• [Prompt] Arrange the lines of the records below as a numbered list, skipping any blank lines. Leave the pictures out of your answer.

• [Given data]

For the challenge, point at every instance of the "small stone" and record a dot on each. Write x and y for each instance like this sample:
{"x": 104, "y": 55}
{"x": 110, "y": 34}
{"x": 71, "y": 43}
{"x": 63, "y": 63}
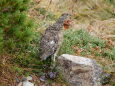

• [Exercise output]
1. For the challenge, point at every instance of the "small stone" and record a dot on each. Write x and y for each instance like this sample:
2. {"x": 104, "y": 55}
3. {"x": 110, "y": 34}
4. {"x": 71, "y": 43}
5. {"x": 63, "y": 63}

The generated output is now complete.